» **Given data**:
------------------------------------------------------------

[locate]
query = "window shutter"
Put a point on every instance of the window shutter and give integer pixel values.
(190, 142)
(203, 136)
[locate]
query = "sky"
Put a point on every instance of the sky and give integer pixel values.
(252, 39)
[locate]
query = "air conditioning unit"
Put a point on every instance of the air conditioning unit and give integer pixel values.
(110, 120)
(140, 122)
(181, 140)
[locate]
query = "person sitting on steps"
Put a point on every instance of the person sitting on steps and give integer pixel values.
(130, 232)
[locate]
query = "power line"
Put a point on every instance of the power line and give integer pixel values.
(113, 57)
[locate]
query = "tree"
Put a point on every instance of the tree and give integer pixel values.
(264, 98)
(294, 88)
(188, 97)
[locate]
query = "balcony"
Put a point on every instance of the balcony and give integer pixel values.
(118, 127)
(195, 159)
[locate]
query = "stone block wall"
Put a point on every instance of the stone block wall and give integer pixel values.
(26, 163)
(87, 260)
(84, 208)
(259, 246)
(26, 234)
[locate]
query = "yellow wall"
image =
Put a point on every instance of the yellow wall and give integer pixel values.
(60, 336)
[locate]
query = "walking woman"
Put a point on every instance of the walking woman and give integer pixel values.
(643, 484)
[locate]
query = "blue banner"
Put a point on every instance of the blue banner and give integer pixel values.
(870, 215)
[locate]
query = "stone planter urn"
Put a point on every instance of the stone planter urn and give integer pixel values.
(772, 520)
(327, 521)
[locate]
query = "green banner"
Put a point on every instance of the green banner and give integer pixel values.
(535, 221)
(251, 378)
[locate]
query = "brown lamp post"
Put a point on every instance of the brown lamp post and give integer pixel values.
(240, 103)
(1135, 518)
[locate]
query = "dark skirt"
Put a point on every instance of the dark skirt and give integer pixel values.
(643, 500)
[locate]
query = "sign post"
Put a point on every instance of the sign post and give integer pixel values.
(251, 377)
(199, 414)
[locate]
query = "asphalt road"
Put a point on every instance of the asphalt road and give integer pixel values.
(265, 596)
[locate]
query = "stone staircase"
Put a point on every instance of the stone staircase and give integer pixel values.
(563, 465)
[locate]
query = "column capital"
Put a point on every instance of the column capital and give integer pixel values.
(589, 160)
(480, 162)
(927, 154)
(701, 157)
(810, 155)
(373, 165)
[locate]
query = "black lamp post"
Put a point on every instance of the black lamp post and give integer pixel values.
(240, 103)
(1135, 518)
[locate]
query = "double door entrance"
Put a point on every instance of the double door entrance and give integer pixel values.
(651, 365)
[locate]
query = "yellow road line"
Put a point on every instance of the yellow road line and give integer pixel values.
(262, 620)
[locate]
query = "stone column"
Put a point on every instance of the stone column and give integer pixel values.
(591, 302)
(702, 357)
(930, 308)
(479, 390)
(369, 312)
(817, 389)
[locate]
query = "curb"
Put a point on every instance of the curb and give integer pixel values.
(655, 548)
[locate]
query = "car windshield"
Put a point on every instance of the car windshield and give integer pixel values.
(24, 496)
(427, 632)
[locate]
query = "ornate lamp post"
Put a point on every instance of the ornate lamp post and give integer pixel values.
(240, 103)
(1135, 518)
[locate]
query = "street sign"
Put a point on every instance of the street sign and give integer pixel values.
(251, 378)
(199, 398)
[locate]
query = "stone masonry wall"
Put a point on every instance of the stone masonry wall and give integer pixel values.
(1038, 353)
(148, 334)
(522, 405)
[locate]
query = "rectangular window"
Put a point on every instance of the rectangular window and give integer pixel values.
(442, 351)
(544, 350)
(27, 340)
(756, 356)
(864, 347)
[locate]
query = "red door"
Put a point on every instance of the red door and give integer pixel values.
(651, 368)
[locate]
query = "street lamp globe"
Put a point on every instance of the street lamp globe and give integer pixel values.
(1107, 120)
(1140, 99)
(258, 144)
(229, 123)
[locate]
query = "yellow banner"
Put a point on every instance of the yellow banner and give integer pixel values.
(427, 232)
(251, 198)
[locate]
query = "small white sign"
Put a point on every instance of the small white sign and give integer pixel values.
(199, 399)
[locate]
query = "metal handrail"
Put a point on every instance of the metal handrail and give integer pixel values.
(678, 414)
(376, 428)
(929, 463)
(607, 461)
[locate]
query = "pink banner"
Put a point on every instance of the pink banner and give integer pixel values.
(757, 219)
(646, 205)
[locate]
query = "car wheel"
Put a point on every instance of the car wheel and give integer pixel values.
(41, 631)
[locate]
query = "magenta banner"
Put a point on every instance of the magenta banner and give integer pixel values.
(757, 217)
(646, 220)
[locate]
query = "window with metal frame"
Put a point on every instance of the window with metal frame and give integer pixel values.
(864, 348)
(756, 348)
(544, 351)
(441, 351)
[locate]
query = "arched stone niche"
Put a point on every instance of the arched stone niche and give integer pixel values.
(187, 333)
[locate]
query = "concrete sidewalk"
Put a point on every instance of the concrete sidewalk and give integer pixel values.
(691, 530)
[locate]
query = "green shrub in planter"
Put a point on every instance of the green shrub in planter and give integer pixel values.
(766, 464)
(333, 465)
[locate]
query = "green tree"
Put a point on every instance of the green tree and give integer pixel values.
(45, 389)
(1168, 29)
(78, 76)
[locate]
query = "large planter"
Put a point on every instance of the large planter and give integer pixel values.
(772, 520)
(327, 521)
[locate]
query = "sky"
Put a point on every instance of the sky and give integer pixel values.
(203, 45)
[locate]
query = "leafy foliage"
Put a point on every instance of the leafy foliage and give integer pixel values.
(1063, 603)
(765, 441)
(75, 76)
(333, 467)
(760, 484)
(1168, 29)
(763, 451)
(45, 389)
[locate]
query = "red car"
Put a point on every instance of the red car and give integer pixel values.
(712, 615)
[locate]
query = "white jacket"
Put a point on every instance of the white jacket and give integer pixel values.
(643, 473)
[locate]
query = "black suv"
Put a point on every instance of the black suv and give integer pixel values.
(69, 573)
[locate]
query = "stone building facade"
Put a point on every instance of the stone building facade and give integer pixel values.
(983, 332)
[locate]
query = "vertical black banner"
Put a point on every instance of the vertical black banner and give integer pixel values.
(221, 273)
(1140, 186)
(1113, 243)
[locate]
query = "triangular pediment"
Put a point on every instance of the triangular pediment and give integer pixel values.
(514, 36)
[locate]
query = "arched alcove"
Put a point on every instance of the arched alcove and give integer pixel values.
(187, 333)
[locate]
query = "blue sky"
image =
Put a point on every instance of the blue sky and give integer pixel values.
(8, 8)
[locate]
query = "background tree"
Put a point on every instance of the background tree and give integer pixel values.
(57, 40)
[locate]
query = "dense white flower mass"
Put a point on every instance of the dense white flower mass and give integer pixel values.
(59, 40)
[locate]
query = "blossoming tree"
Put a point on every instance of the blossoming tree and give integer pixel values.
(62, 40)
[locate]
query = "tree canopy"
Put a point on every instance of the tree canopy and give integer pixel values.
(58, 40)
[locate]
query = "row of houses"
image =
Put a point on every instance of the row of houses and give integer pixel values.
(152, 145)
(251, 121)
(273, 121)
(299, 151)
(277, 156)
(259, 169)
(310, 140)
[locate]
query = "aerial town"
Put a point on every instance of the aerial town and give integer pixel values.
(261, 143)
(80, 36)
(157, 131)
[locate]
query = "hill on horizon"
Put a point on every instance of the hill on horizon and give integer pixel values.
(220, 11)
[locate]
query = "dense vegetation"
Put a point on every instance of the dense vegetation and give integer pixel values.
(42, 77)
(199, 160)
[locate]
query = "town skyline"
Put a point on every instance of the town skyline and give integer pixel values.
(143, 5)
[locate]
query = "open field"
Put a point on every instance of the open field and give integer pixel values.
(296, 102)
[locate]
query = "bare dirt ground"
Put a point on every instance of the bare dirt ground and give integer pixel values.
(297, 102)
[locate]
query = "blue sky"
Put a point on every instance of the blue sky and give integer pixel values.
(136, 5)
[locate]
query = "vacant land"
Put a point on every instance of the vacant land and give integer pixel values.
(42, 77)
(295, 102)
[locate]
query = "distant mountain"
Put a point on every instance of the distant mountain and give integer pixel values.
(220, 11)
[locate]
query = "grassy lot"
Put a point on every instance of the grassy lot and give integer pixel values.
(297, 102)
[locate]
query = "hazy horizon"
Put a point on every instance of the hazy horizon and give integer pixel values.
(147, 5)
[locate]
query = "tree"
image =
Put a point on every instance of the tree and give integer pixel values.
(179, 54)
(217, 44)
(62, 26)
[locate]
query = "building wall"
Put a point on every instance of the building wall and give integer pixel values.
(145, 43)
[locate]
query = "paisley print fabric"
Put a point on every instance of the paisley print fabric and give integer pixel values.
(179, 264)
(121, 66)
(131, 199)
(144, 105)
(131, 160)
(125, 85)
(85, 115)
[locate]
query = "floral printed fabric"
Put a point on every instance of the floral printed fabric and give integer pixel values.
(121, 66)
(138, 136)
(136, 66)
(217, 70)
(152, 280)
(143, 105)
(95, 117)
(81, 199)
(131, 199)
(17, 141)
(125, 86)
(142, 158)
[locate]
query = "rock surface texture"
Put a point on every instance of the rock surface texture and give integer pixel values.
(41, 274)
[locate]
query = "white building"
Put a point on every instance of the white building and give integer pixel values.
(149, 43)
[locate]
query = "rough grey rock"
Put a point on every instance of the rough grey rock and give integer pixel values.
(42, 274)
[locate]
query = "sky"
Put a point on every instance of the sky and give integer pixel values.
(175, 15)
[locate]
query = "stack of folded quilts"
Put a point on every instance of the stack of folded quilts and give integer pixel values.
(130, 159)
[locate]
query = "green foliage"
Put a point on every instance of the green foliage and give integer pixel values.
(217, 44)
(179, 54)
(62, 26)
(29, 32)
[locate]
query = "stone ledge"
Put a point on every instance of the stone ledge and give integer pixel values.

------------------------------------------------------------

From the entries above, pull out every line that contains the word "rough" and copy each one unchanged.

» **Exercise answer**:
query = "rough grey rock"
Put a point on every instance of the rough grey rock and give integer pixel values.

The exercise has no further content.